• [WRITTEN INSTRUCTION 1]: In the Tampa Bay stormwater article below, rewrite the passage between "Tampa Bay’s largest" and "be paying off.", inclusive, swapping "hardening" for "strengthening".

Tampa Bay’s largest cities have invested hundreds of millions of dollars into hardening their sewer and stormwater systems. It appears to be paying off.
Jason Viola, with Woodruff and Sons, helps guide the delivery of a section of box culvert to be used in a new stormwater drainage system on Monday, Dec. 14, 2020, below Gray Street at the Havana Square apartment complex in Tampa. The site is part of a massive, multi-block construction zone in North Hyde Park, the result of a $251-million stormwater assessment approved by the Tampa City Council to tackle perennially flooded streets, particularly in South Tampa.
Jason Viola, with Woodruff and Sons, helps guide the delivery of a section of box culvert to be used in a new stormwater drainage system on Monday, Dec. 14, 2020, below Gray Street at the Havana Square apartment complex in Tampa. The site is part of a massive, multi-block construction zone in North Hyde Park, the result of a $251-million stormwater assessment approved by the Tampa City Council to tackle perennially flooded streets, particularly in South Tampa. [ DOUGLAS R. CLIFFORD | Times ]
Published July 11, 2021

TAMPA — Remember the summers of 2015 and 2016? They were wet — and nasty — in Tampa Bay.

Three weeks of daily rain in 2015 and Tropical Storm Colin and Hurricane Hermine the following year ended up with Tampa and Boca Ciega bays, the Hillsborough River and city streets on both sides of the bay being polluted with sewage and floodwaters.

Five years later, weeks of heavy rain and Tropical Storm Elsa dumped prolonged gushing rain over the bay area, but the results were quite different.

Neither Tampa or St. Petersburg had any sewage incidents during Elsa. Nor did either flood-prone city have major issues with streets being closed down because of high water.

“We had no overflows with Elsa. Zero. In large part due to improvements we’ve made since 2016,” said Brad Baird, Tampa’s deputy administrator for infrastructure.

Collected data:
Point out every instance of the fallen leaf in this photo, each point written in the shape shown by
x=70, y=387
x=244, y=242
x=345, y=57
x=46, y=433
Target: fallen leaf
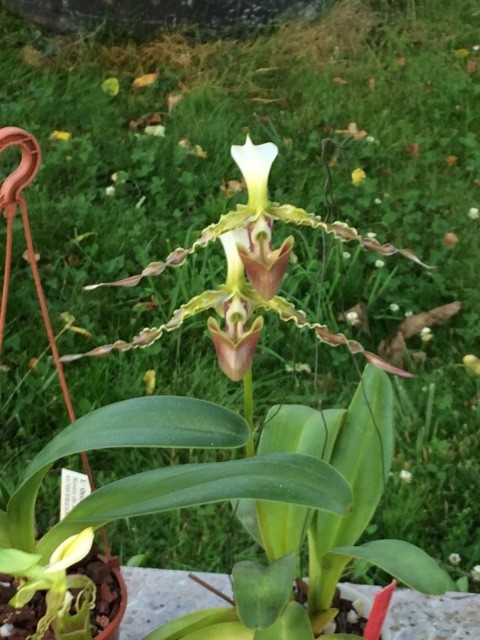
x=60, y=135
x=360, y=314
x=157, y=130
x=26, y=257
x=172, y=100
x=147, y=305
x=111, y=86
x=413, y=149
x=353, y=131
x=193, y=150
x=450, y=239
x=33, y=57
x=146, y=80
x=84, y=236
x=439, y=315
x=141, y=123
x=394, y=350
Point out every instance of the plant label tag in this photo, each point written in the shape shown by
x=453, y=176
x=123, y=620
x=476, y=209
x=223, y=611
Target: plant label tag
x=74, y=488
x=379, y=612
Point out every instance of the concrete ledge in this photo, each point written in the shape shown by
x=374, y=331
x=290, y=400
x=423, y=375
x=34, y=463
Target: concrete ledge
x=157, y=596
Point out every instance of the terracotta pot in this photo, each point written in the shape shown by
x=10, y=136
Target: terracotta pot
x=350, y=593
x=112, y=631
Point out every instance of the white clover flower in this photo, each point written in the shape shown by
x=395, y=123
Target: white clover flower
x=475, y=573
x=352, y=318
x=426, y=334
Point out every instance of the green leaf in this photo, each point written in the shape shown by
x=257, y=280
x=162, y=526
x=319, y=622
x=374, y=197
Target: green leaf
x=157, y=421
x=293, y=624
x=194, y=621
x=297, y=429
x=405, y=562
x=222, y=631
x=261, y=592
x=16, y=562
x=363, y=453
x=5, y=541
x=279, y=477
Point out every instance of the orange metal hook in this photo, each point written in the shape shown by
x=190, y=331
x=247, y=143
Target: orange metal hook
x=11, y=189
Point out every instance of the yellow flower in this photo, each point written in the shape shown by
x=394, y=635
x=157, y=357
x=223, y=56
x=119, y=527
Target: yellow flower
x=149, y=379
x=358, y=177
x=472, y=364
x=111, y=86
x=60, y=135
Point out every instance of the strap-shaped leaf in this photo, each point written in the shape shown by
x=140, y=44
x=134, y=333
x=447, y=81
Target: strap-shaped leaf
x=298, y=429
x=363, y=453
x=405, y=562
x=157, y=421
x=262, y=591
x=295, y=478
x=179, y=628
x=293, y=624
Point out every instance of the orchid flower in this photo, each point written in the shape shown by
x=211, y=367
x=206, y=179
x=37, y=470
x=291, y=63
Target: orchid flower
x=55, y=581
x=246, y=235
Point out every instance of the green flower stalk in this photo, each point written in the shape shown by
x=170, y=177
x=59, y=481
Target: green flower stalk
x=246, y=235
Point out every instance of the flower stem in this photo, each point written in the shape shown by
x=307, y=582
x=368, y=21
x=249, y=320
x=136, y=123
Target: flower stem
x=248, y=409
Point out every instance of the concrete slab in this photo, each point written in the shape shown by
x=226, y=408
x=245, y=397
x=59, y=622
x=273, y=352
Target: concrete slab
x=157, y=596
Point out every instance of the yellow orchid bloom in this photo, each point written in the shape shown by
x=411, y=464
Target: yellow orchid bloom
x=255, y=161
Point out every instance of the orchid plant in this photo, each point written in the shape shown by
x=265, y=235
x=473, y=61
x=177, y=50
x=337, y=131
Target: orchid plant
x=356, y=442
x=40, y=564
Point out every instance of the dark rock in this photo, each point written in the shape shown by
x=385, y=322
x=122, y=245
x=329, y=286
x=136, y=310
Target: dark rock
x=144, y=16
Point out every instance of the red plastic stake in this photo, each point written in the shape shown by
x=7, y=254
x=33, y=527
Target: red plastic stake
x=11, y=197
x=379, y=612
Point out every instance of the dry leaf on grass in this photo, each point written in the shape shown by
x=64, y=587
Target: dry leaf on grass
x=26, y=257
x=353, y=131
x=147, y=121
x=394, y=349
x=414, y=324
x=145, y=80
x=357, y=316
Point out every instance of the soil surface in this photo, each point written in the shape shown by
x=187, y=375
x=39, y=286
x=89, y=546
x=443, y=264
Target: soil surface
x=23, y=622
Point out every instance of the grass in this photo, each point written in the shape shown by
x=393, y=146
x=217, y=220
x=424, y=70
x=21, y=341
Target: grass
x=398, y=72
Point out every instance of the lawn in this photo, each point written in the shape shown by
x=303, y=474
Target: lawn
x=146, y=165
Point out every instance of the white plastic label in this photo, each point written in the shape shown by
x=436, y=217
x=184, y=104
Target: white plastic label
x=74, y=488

• [WRITTEN INSTRUCTION 2]: Copy the lines of the entries above between the lines holding "Point out every instance of the flower" and "x=357, y=316", inclusive, without any change.

• [EXERCISE SOLUTION 1]:
Tampa Bay’s largest cities have invested hundreds of millions of dollars into strengthening their sewer and stormwater systems. It appears to be paying off.

• [EXERCISE SOLUTION 2]:
Point out every instance of the flower stem in this photo, each point written in the shape shown by
x=307, y=582
x=368, y=21
x=249, y=320
x=136, y=123
Target: flower stem
x=248, y=409
Point out every instance of the concrete slab in this photo, each point written in the shape shown by
x=226, y=408
x=245, y=397
x=59, y=622
x=273, y=352
Target: concrete slab
x=157, y=596
Point out every instance of the yellow orchid bloom in this photo, each point written in the shape shown by
x=411, y=464
Target: yellow orchid bloom
x=255, y=161
Point out every instance of the orchid plant in this photo, each point written in the shape shown by
x=265, y=235
x=473, y=61
x=177, y=50
x=337, y=131
Target: orchid plant
x=356, y=442
x=40, y=564
Point out every instance of the dark rock in this photo, each point written in the shape shown by
x=385, y=322
x=122, y=245
x=329, y=286
x=136, y=310
Target: dark rock
x=144, y=16
Point out every instance of the red plastic stake in this photo, each point written in the shape shown by
x=7, y=254
x=33, y=527
Target: red plastic stake
x=11, y=197
x=379, y=612
Point out every instance of the dry leaf on grass in this photo, each point written in the shape shown by
x=64, y=587
Target: dry leaf on grass
x=26, y=257
x=353, y=131
x=147, y=121
x=394, y=349
x=414, y=324
x=145, y=80
x=357, y=316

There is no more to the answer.